TASK TO COMPLETE: For every line of the material below, check for the string "plaza" and return the line if it is there.

RECORDED DATA:
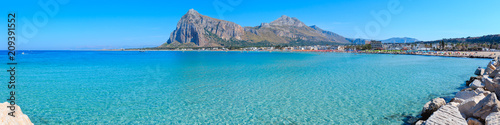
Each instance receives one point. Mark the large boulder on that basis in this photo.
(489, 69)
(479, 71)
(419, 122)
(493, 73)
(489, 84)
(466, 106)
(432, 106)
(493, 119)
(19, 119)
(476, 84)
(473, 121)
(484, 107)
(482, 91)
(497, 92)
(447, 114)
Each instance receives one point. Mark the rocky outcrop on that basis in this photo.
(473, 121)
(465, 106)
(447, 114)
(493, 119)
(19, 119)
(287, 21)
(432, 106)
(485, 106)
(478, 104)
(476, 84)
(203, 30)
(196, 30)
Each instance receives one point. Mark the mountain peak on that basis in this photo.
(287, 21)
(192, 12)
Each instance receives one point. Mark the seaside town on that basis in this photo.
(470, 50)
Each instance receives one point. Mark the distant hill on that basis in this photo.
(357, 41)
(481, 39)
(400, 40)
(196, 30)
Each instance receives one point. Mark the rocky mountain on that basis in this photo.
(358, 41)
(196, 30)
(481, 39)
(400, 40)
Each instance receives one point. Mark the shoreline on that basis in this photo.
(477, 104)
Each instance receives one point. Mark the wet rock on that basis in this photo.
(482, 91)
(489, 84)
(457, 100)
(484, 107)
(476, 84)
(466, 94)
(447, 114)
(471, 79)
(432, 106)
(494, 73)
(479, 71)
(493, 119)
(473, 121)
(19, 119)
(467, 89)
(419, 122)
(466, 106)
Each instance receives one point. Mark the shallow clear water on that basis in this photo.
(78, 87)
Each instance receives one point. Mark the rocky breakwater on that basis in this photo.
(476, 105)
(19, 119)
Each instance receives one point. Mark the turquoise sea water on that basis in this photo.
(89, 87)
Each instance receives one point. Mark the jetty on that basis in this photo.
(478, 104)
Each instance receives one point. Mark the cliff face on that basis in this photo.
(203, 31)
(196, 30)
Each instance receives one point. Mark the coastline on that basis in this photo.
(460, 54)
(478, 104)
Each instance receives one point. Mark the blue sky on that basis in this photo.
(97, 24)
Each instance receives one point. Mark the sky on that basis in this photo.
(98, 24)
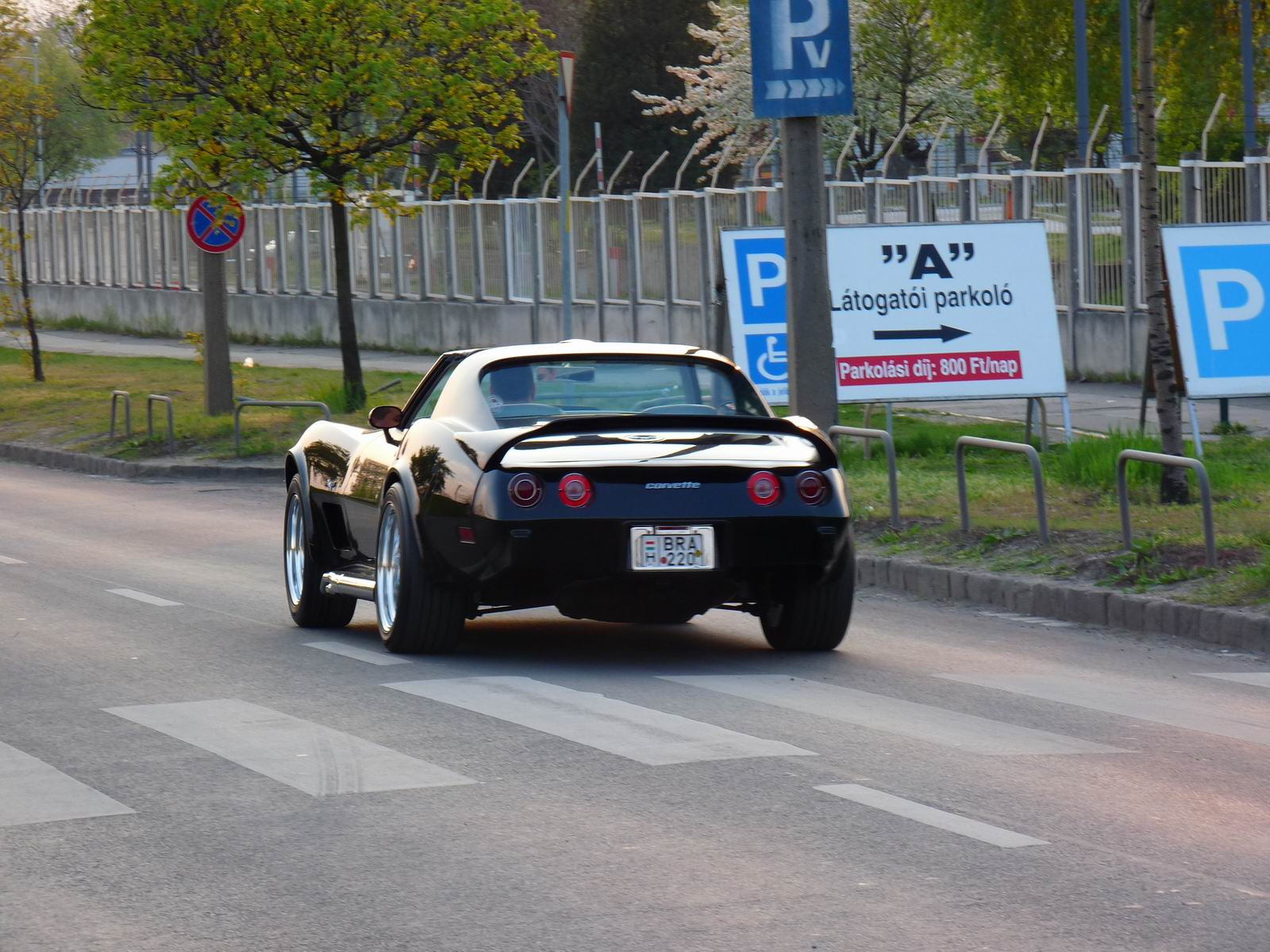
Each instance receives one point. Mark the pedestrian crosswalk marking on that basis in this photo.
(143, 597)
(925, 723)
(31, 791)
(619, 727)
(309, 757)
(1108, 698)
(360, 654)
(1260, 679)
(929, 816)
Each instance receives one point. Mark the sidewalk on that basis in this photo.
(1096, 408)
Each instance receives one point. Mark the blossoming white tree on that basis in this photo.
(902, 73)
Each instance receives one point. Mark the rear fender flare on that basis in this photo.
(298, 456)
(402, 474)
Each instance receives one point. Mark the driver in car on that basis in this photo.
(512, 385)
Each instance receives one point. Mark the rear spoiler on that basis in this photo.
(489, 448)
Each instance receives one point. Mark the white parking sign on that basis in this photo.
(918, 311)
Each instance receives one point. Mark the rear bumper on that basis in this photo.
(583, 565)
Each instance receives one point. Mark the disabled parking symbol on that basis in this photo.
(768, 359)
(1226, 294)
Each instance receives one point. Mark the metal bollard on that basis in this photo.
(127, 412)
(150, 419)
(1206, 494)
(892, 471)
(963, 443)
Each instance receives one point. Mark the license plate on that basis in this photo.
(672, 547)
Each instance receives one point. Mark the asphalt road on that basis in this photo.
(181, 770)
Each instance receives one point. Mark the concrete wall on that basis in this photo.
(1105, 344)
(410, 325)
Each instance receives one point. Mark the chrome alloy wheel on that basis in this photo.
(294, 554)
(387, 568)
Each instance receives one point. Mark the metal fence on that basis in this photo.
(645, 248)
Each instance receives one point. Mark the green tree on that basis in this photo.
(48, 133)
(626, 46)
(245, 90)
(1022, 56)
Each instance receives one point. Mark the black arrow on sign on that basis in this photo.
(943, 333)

...

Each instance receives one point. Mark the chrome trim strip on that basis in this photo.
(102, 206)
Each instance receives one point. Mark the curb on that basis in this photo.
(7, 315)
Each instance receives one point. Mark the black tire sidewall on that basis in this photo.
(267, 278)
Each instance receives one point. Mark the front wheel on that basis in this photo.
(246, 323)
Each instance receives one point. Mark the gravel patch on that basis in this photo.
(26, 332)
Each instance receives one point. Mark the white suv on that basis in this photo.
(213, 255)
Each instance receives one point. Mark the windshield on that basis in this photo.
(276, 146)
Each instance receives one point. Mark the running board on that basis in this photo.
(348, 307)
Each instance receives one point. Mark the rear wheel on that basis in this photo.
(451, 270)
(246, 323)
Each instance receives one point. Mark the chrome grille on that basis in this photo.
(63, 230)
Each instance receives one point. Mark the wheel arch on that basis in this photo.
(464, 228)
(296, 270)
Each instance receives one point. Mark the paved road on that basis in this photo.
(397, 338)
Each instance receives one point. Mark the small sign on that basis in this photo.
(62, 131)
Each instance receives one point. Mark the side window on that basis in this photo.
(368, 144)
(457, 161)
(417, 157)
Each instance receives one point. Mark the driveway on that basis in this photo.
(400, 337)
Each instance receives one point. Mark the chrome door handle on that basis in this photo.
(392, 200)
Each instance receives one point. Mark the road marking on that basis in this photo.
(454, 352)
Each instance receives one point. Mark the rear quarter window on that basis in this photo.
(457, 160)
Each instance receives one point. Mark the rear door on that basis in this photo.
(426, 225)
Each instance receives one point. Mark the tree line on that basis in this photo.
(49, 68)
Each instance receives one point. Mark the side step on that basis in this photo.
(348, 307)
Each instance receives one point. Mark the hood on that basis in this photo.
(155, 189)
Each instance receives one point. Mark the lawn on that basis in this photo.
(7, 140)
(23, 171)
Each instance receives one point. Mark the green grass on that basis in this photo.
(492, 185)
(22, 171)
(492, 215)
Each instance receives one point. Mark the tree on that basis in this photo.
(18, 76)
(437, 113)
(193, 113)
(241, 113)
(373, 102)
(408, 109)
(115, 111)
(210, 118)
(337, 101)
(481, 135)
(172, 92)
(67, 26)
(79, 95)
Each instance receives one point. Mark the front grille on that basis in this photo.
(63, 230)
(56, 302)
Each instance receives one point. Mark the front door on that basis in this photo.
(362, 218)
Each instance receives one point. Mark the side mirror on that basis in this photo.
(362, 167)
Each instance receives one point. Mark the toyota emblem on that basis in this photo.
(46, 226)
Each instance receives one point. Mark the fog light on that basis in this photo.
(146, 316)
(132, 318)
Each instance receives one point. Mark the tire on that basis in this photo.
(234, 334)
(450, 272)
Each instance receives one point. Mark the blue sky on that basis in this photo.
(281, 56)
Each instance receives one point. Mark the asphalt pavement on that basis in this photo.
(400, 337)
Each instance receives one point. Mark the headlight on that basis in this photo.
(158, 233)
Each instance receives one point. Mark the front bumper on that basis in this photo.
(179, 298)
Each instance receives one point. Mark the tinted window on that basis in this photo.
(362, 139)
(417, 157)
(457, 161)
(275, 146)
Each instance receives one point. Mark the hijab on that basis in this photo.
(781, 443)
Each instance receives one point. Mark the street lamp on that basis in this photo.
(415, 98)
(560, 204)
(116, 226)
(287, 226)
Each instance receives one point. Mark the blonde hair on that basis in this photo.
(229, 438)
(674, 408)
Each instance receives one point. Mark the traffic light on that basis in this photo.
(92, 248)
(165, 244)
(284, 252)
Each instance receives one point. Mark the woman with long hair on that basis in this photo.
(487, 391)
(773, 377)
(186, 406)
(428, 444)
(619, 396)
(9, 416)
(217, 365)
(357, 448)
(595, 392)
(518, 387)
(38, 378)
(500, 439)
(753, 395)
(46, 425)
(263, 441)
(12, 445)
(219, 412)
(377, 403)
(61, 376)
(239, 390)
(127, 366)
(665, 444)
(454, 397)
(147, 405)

...

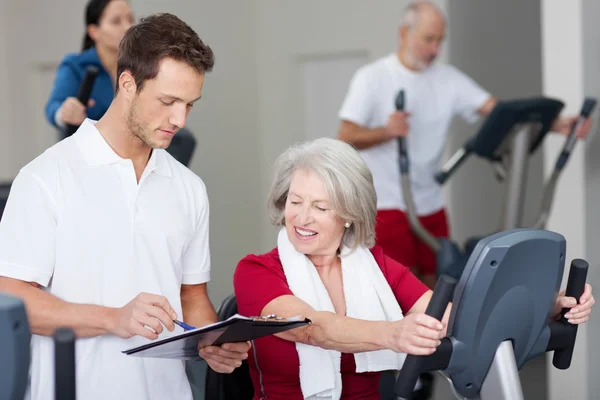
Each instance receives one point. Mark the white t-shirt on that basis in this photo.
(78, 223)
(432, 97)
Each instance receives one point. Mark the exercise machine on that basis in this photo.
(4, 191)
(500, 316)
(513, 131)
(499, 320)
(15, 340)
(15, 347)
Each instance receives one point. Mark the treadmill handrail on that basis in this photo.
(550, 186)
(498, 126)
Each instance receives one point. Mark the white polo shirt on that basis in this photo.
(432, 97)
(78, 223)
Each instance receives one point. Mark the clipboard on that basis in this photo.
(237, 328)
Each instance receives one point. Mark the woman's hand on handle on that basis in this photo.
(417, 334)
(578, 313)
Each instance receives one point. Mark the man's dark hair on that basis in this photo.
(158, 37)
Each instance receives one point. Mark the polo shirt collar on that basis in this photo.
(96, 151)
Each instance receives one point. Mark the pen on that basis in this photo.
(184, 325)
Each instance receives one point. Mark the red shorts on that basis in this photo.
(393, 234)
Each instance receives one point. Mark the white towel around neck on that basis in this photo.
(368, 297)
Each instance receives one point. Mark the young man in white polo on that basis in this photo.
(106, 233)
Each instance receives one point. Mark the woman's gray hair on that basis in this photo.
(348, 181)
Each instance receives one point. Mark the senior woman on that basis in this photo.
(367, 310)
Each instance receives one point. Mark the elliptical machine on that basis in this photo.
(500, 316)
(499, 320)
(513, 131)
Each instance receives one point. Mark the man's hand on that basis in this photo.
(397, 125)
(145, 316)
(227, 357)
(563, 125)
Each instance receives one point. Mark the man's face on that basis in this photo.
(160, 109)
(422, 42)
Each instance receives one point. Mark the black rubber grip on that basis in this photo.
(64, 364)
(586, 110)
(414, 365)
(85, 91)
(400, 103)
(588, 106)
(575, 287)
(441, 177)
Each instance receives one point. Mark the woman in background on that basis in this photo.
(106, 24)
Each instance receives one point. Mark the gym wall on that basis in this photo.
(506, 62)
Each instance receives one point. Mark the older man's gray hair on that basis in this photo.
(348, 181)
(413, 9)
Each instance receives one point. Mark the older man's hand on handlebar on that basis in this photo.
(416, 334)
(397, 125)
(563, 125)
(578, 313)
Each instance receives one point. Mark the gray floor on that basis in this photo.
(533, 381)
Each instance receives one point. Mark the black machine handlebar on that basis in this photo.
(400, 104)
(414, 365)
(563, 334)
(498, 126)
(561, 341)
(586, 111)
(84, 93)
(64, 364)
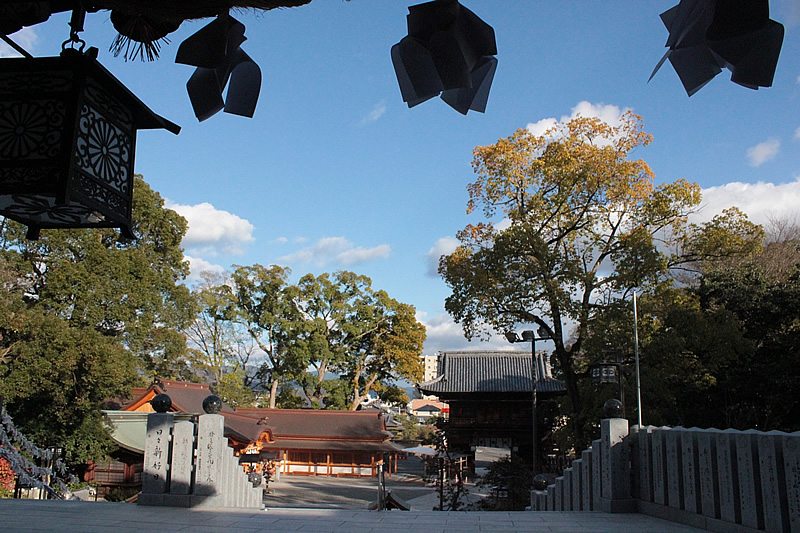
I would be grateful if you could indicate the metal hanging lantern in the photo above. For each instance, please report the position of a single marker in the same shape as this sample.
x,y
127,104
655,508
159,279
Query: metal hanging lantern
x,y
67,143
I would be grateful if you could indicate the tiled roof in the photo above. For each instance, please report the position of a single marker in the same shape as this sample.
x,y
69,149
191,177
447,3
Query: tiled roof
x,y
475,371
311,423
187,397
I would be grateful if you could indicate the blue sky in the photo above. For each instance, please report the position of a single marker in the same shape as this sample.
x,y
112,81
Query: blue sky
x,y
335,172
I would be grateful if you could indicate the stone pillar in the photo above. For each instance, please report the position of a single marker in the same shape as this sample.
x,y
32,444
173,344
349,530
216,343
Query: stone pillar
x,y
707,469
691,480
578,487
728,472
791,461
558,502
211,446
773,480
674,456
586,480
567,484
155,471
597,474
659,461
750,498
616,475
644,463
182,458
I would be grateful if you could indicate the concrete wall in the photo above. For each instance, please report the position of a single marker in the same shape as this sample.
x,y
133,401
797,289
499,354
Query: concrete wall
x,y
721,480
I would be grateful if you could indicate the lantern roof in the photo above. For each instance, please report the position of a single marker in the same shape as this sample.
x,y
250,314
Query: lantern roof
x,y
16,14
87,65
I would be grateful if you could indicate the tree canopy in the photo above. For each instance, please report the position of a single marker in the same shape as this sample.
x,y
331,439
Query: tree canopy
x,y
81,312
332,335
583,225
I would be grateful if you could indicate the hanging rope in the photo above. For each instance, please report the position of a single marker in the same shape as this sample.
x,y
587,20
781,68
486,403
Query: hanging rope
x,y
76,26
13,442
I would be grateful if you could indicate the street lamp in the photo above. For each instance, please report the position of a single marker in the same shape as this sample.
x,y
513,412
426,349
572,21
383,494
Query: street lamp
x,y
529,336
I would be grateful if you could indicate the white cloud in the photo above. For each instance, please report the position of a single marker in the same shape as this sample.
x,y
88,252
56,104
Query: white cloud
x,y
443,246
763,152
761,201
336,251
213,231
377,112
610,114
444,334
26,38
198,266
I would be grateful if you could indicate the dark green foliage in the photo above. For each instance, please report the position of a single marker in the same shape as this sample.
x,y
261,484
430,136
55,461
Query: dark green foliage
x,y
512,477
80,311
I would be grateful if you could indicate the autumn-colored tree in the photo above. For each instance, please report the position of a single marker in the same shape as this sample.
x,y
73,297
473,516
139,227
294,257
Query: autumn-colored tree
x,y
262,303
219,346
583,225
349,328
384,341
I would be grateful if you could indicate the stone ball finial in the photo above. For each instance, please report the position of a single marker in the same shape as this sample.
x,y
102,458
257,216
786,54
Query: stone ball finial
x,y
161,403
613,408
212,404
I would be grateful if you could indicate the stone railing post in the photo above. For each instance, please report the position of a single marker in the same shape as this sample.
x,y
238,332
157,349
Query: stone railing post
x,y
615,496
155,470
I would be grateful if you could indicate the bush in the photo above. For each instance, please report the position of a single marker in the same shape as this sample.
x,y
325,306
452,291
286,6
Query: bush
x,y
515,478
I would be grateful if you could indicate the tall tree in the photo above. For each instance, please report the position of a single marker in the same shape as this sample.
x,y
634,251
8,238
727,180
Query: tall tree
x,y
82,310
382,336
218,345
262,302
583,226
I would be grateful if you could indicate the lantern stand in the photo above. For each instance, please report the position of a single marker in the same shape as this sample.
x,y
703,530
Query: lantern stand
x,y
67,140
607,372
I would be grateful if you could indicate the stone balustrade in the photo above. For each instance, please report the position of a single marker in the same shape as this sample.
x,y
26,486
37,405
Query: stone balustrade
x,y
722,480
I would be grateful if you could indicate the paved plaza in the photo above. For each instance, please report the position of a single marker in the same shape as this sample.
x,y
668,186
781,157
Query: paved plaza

ANSWER SPACE:
I would be grateful if you could indicate the paved plaza in the photo above. For each instance, please report the position of a single marker in the same shape as this sample.
Query: paved plaza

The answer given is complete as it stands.